Entrée:
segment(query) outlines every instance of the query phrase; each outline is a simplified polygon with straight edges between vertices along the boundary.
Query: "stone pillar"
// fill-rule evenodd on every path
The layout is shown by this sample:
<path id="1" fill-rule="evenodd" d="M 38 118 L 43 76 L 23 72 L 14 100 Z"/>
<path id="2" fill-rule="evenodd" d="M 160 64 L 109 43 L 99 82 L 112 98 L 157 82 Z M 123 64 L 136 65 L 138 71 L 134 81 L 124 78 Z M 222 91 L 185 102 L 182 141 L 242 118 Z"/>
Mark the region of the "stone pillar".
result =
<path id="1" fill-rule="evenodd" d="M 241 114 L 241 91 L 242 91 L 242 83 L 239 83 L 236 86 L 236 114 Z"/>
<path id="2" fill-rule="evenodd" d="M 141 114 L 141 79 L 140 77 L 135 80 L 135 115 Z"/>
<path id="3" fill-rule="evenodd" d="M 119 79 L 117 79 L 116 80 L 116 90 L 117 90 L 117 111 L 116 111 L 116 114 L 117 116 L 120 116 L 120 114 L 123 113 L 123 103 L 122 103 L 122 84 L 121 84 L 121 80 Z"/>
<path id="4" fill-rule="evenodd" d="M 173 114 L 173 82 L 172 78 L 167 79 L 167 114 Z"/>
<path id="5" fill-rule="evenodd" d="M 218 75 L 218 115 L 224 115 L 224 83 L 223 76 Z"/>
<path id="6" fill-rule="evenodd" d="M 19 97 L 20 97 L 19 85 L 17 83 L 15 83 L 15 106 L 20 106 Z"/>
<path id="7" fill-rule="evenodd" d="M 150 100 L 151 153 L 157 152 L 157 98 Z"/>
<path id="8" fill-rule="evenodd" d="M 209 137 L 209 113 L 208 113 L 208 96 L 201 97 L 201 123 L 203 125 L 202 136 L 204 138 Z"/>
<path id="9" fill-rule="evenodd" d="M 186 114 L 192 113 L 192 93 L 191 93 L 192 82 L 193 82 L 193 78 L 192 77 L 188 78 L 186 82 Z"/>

Consigne:
Reproduisez sans aucune modification toutes les lignes du listing ci-dessus.

Réponse correcte:
segment(query) outlines every instance of the query phrase; each outline is a simplified polygon with straight edges between vertices along the boundary.
Query: "stone pillar"
// fill-rule evenodd on every path
The layout is shown by this sample:
<path id="1" fill-rule="evenodd" d="M 38 118 L 43 76 L 23 72 L 14 100 Z"/>
<path id="2" fill-rule="evenodd" d="M 160 64 L 109 43 L 99 82 L 112 98 L 157 82 Z M 123 64 L 136 65 L 138 71 L 134 81 L 124 78 Z M 222 91 L 185 102 L 182 141 L 242 118 Z"/>
Mark the region of the "stone pillar".
result =
<path id="1" fill-rule="evenodd" d="M 241 114 L 241 91 L 242 91 L 242 83 L 239 83 L 236 86 L 236 114 Z"/>
<path id="2" fill-rule="evenodd" d="M 141 114 L 141 79 L 140 77 L 135 80 L 135 115 Z"/>
<path id="3" fill-rule="evenodd" d="M 119 79 L 117 79 L 116 80 L 116 90 L 117 90 L 117 111 L 116 111 L 116 114 L 117 116 L 120 116 L 120 114 L 123 113 L 123 103 L 122 103 L 122 84 L 121 84 L 121 80 Z"/>
<path id="4" fill-rule="evenodd" d="M 173 114 L 173 82 L 172 78 L 167 79 L 167 114 Z"/>
<path id="5" fill-rule="evenodd" d="M 218 75 L 218 115 L 224 115 L 224 83 L 223 76 Z"/>
<path id="6" fill-rule="evenodd" d="M 19 97 L 20 97 L 19 85 L 17 83 L 15 83 L 15 106 L 20 106 Z"/>
<path id="7" fill-rule="evenodd" d="M 150 100 L 151 153 L 157 152 L 157 98 Z"/>
<path id="8" fill-rule="evenodd" d="M 209 137 L 209 113 L 208 113 L 208 96 L 201 97 L 201 123 L 203 125 L 202 136 L 204 138 Z"/>
<path id="9" fill-rule="evenodd" d="M 186 114 L 192 113 L 192 93 L 191 93 L 192 82 L 193 82 L 193 78 L 192 77 L 188 78 L 186 82 Z"/>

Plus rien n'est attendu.